There is always upkeep to be done around statue-laden St. Peter’s Square.

Behind the pillars are the papal apartments where the pope resides. Although there are over 1000 rooms in the building, his living quarters are believed to consist of ten.

I captured a pale photograph of Michelangelo’s "Pieta" (meaning both piety and pity). The marble sculpture of Mary and Jesus was created as a funeral monument for a cardinal in 1499. It was moved to the Basilica in the 18th century where it now stands at the entrance.

There were angelic statues prettily positioned nearby.

Even the drains (pictured above by my husband's foot) were pretty. There were awestruck moments of discovery from floor to ceiling. Our Vatican experience concluded with a visit to the Sistine Chapel where no picture-taking was permitted. We stood shoulder to shoulder with hundreds of people. Our necks craned upward to view Michelangelo’s reluctantly painted ceiling depicting biblical tales. The physically challenging work began in 1508 and took some four years to complete. It is overwhelmingly large, beautiful and difficult to appreciate with the murmuring crowd that needed to be shushed constantly by priests and staff. It was easier to marvel at earthly opulence and artistry than it was to quietly ponder spiritual matters at the Vatican.

Explorers can find more sites from around the globe at My World.


  1. Overwhelming! I can't even imagine such a place, but it must be real if you photographed it.
    Super photos, Penelope. But I have to ask, how was your foot after all that?
    -- K

    Kay, Alberta, Canada
    An Unfittie's Guide to Adventurous Travel

  2. A lovely and interesting post with nice photos from a gorgeous place. Thanks for sharing.

  3. Oh, there is sanctity and beauty just walking around this area!

    Elegant and pristine artwork, especially the ceilings.

  4. What an incredible post, Penelope! And your photos are awesome! I've always wanted to visit there, but your captures are the very next best thing to being there! Really breathtaking! Thank you so much for the tour and the information. Fascinating! Hope you have a great week!


  5. Superbly photographed tour of the Vatican. I am glad you fortified yourselves in advance as it really is exhausting both physically and mentally to take in so much grandeur and art in a short space of time.

    Luckily we were able to view Michelangelo's ceiling while lying on our backs since there were few people there.

  6. Thank you for taking us on the tour. Wonderful pics! :-))

  7. It's been a couple of decades since I've been there, but your photos bring it back. Although I didn't see as much as you did. Great photos!

  8. What a fantastic tour. These are all great shots. I love the tile floors. Intricate tile work like that always catches my eye.

  9. I was there too last April, what a GRAND place! Thanks for all these shots. :)

  10. So much art, so much beauty, so much faith. Beautiful and exotic. Thanks for sharing the view!

## Given material:
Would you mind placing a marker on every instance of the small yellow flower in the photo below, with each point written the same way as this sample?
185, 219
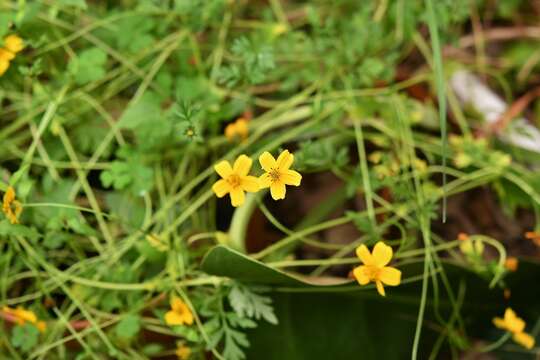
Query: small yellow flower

## Task set:
• A. Answer these questions using the Vatican travel post:
(i) How many rooms are the pope's living quarters believed to consist of?
(ii) In what year was Michelangelo's "Pieta" created?
(iii) In what year did work on the Sistine Chapel ceiling begin?
• B. Carry the Vatican travel post further, picking up right after its final line.
The data comes from a different source than the Vatican travel post.

## Answers provided:
• A.
(i) Ten
(ii) 1499
(iii) 1508

• B.
  11. Terrific shots. The museum is beautiful. The items on display and paintings are beautiful.

  12. thanks for the amazing tour of the holy city. what's great about visiting blogs in My World is that I always learn something new about the place. places that I could only dream of coming. thanks for sharing your world with us.

  13. Opulence, indeed. That was such a rich and many formed journey that I don´t know what to praise more. Even the small table-sized replicas were so full of everything that it was too much.

  14. Thanks for visiting, Penelope. Love your photos—feel like I'm right back there. (Except it was pouring down rain the day we were at the Vatican. Even the Swiss Guards were encased in dull rain gear!)

  15. We visited the Vatican several years ago. I remember distinctly how overwhelmed I was. You can't describe it, in this case a picture is a necessity to convey the sheer opulence.

    You present a great photo tour.


  16. Where ever one looks there is art, a feast for eyes and mind. Pomp and ceremony has left a legacy of no repeatable classic art. One could spend a lifetime in Europe, or the whole world to go from country to country to admire the treasures. I think of all the artists in every field who have been responsible to produce such beauty.

  17. the only thing which bothers me seeing all this artwork and real treasures, that it was built in the name of Jesus who was a humble man ! Imagine with all that money they could have fed the whole poor world or still could do ! the popes robes alone cost a fortune. Why doesn't he help homeless children.
    The Vatican should become an official "Museum" and not a religious place. It's a shame for those who are starving.

  18. What a magnificent place to visit. It is a fantastic treasure that's for sure. I am in awe of the beauty before my eyes.
    Thanks for sharing your wonderful journey.

  19. great captures! so nice to see those familiar places!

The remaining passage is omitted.